▶ [Your task]
Copy the records word for word, from the very first line down through the line containing "[1082, 517]", including that line. Stop there.

-- start of Input data --

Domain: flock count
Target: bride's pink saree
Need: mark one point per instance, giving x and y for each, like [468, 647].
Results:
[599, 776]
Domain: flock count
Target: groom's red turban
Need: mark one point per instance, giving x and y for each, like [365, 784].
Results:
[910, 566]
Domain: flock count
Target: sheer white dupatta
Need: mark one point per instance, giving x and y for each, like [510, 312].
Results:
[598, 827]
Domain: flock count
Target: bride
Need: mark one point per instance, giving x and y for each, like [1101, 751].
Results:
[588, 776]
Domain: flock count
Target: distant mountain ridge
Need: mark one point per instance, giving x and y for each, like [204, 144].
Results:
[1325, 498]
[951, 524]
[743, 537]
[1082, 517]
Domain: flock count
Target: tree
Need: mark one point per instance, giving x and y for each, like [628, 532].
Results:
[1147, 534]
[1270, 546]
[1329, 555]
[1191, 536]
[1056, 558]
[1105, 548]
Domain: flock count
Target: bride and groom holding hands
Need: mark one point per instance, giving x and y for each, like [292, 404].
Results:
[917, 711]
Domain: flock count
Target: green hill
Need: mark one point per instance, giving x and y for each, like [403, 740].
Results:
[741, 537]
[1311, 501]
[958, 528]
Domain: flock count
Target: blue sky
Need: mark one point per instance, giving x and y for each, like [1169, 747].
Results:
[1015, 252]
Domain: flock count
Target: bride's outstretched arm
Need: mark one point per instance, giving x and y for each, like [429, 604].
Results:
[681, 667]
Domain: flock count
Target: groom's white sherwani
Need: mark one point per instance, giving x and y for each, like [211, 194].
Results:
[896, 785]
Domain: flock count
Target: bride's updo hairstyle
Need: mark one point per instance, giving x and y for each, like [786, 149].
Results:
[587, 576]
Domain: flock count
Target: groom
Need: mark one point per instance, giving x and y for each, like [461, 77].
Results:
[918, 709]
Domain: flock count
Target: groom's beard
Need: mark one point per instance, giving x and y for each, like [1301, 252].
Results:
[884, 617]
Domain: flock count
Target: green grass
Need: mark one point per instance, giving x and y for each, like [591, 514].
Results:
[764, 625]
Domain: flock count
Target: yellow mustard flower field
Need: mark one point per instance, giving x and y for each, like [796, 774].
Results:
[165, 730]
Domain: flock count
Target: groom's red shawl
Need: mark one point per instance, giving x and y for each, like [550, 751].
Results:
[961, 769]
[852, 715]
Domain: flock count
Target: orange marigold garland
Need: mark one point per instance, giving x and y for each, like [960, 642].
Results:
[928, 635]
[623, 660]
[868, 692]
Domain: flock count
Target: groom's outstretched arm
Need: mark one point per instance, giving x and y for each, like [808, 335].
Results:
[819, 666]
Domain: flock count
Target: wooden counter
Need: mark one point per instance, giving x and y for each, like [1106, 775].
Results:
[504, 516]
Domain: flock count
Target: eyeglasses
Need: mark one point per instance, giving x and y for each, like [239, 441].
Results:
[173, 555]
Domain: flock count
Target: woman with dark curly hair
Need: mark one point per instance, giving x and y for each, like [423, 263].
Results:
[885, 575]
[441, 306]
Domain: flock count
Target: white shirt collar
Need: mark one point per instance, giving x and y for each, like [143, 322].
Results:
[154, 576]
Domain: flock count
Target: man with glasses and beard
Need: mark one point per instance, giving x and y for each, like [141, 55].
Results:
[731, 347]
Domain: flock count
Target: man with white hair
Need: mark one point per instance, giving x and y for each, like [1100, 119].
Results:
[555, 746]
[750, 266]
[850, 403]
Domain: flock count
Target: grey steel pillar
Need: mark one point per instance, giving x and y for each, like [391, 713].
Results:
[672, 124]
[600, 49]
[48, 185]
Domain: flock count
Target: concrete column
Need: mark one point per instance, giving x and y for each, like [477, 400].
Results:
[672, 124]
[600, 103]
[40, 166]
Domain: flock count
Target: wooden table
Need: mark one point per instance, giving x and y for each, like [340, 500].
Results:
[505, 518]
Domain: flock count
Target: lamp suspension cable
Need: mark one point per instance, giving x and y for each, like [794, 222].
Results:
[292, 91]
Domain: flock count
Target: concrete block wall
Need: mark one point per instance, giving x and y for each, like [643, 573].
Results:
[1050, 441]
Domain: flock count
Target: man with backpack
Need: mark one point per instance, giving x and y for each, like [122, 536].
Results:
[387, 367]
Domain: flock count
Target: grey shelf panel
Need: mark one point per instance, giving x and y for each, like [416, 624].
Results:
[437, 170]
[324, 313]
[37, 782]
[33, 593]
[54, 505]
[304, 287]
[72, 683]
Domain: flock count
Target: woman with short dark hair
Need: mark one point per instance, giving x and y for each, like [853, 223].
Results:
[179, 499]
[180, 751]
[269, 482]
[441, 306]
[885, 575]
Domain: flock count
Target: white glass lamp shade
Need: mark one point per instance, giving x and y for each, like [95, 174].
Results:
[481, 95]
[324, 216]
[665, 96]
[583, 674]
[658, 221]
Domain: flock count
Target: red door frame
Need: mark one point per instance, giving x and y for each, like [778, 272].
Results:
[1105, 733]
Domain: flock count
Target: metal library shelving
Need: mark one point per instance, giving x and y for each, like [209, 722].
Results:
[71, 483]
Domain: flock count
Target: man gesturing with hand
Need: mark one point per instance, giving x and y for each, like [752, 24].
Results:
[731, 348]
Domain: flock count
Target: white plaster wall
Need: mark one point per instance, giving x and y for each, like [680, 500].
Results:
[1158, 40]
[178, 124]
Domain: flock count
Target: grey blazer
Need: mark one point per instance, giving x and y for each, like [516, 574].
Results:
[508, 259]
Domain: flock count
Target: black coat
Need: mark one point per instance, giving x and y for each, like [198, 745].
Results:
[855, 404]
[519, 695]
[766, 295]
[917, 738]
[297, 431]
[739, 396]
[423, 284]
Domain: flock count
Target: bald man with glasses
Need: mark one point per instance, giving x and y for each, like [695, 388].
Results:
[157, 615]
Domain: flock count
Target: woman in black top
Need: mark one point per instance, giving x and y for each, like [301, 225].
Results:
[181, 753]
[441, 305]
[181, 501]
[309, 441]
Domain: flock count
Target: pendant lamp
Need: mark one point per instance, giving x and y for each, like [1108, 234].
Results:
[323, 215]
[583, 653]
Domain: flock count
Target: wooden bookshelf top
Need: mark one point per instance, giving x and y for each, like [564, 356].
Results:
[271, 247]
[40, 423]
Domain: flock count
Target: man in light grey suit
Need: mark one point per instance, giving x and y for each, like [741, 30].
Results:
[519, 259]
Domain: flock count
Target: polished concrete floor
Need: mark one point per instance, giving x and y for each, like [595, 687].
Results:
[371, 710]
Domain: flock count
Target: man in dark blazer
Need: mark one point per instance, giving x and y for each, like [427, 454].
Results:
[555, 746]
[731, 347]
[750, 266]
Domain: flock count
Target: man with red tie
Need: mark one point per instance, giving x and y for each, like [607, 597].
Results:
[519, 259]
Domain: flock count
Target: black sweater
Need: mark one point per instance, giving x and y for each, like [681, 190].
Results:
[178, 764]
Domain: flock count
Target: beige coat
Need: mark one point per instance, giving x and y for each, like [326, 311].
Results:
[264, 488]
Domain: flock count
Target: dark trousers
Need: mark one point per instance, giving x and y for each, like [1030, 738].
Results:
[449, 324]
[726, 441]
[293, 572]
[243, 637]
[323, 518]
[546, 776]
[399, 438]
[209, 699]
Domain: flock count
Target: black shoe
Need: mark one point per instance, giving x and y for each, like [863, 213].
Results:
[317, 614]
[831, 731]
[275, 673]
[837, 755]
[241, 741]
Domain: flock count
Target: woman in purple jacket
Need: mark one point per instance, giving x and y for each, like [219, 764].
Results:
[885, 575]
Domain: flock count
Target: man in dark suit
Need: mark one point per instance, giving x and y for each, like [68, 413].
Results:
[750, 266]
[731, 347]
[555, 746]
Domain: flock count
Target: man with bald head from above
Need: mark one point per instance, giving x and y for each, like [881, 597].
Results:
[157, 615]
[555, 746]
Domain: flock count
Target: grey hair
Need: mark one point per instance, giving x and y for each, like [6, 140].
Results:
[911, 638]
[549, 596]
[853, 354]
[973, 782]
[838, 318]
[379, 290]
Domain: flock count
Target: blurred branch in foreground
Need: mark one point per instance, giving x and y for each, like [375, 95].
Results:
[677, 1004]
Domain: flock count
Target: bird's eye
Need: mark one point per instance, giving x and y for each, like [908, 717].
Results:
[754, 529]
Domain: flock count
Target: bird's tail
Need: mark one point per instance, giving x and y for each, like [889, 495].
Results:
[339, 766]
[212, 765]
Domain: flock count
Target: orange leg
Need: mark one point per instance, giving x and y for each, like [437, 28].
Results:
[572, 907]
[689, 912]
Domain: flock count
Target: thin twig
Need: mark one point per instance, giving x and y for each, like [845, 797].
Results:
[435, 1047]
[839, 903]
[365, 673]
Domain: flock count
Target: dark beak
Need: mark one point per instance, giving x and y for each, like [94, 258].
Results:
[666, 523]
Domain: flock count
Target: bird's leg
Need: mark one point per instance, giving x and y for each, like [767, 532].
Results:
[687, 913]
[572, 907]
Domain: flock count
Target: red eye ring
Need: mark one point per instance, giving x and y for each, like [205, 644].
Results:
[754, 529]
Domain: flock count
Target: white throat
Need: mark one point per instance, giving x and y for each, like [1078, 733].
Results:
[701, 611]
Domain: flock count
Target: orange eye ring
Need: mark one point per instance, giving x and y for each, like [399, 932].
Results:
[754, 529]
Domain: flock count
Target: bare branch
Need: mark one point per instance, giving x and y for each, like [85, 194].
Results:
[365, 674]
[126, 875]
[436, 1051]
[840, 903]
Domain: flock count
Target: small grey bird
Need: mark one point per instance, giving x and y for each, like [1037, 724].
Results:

-- end of Input data --

▶ [The answer]
Domain: flock count
Target: bride's pink saree
Need: mark one point per instance, giving x and y for each, like [468, 647].
Results:
[599, 776]
Domain: flock count
Target: groom's red turban
Need: mark one point per instance, giving x and y for each, like [365, 784].
Results:
[910, 566]
Domain: flock count
Target: sheer white dupatta
Need: mark one point per instance, giving x and y for each, like [510, 312].
Results:
[598, 827]
Domain: flock count
Target: bride
Need: mark one point per instance, giving x and y for each, like [1101, 751].
Results:
[588, 776]
Domain: flock count
Target: distant mountain ridge
Need: mark one point per instance, giving x and y for each, like [204, 144].
Results:
[1325, 498]
[951, 524]
[743, 537]
[1082, 517]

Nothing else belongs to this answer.